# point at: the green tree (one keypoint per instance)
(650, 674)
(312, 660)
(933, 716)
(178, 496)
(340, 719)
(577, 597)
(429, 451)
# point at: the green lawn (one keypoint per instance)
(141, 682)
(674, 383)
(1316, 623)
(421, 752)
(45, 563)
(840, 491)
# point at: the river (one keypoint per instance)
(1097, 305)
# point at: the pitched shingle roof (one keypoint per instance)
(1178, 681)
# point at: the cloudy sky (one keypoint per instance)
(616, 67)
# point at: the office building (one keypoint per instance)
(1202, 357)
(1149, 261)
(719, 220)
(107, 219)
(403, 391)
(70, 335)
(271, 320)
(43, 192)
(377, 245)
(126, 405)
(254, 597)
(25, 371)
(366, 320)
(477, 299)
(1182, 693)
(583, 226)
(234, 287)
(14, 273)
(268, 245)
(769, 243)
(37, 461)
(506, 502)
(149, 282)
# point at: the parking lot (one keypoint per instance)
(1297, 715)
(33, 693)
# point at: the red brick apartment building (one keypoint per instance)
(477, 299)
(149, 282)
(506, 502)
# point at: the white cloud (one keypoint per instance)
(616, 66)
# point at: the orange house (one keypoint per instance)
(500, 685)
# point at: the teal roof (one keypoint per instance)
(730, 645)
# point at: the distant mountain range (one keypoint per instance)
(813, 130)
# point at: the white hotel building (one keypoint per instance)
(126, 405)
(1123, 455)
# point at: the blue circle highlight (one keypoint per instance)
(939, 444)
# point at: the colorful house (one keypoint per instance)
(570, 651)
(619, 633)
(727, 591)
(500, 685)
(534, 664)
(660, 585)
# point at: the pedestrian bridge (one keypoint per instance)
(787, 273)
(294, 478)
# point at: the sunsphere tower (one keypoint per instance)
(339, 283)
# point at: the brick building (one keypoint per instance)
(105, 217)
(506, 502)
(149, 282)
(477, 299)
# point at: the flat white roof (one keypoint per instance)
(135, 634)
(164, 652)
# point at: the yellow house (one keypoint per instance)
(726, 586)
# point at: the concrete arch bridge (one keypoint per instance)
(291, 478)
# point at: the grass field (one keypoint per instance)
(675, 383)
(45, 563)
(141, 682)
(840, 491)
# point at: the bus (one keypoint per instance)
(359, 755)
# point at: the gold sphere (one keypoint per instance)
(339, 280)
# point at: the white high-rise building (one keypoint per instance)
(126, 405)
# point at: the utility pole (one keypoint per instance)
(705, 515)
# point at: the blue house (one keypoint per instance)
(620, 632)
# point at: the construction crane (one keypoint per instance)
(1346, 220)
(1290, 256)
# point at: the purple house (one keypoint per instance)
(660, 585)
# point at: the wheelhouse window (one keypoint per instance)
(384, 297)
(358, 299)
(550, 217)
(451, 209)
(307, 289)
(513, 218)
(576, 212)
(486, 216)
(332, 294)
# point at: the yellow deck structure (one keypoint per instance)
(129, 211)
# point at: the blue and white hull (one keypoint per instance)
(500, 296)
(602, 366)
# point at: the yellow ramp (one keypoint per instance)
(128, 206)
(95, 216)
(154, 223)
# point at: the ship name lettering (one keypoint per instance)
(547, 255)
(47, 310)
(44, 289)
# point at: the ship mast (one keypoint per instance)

━━━━━━━━━━━━━━━━━━━━━━━━━━━━━━

Make an exact copy of every line in the data.

__FULL SOLUTION__
# point at: the green tree (one keypoint per instance)
(650, 674)
(312, 660)
(933, 716)
(178, 496)
(340, 719)
(577, 597)
(429, 451)
# point at: the green lawn (one keypoint per instance)
(141, 682)
(674, 383)
(1316, 623)
(421, 752)
(45, 563)
(840, 491)
# point at: the river (one keypoint per instance)
(1097, 305)
# point at: the pitched shingle roof (one keypoint per instance)
(1178, 681)
# point at: the cloudy sky (one keypoint per instance)
(616, 67)
# point at: the office building (one keypoint per instance)
(1202, 357)
(1149, 261)
(719, 220)
(107, 219)
(403, 391)
(70, 335)
(271, 320)
(43, 192)
(377, 245)
(126, 405)
(254, 597)
(25, 371)
(366, 320)
(477, 299)
(1182, 693)
(583, 226)
(234, 287)
(14, 273)
(268, 245)
(769, 243)
(37, 461)
(506, 502)
(149, 282)
# point at: the parking lot (one keypoint per instance)
(1297, 715)
(33, 693)
# point at: the red brick apartment building (one keypoint per instance)
(477, 299)
(149, 282)
(506, 502)
# point at: the white cloud (one keypoint per instance)
(616, 66)
# point at: the orange house (one keypoint per instance)
(500, 685)
# point at: the teal roof (one keypoint per instance)
(730, 645)
# point at: the distant mountain range (one keypoint per instance)
(813, 130)
# point at: the white hotel building (one keypoint per instance)
(126, 405)
(1123, 455)
# point at: the blue circle highlight (one keypoint per instance)
(939, 444)
# point at: the colorful house (one keypoint per instance)
(570, 651)
(619, 633)
(727, 591)
(500, 685)
(534, 664)
(660, 585)
# point at: the pedestrian bridge (one keypoint per instance)
(787, 273)
(294, 478)
# point at: the sunsphere tower (one keypoint per instance)
(339, 283)
# point at: the brick building (one keypoint per instance)
(105, 217)
(506, 502)
(149, 282)
(477, 299)
# point at: the flat white roof (one keypoint per instance)
(135, 634)
(164, 652)
# point at: the yellow house (one keypoint per instance)
(726, 586)
# point at: the concrete arch bridge (one keypoint per instance)
(291, 478)
# point at: the grass field (one keypoint per instance)
(675, 383)
(45, 563)
(141, 682)
(840, 491)
# point at: the bus (one keypoint per instance)
(359, 755)
# point at: the gold sphere (one keypoint per instance)
(339, 280)
# point at: the white high-rise building (one keypoint per instance)
(126, 405)
# point at: the utility pole (one keypoint per instance)
(705, 515)
# point at: the blue house (one keypoint per instance)
(620, 632)
# point at: the construction crane (one keypoint per instance)
(1346, 220)
(1290, 256)
# point at: the purple house (one keypoint per instance)
(660, 585)
# point at: the wheelhouse window (one keypoint per instance)
(384, 297)
(358, 299)
(550, 217)
(451, 209)
(307, 289)
(513, 218)
(576, 212)
(486, 216)
(332, 294)
# point at: the yellow deck structure (one keypoint per instance)
(129, 211)
# point at: the blue and white hull (one keypoint per instance)
(500, 296)
(602, 366)
# point at: the yellow ramp (one keypoint per instance)
(128, 206)
(95, 216)
(154, 223)
# point at: the ship name lettering (one keypoint per instance)
(547, 255)
(47, 310)
(44, 289)
# point at: the ship mast (one keypoint per instance)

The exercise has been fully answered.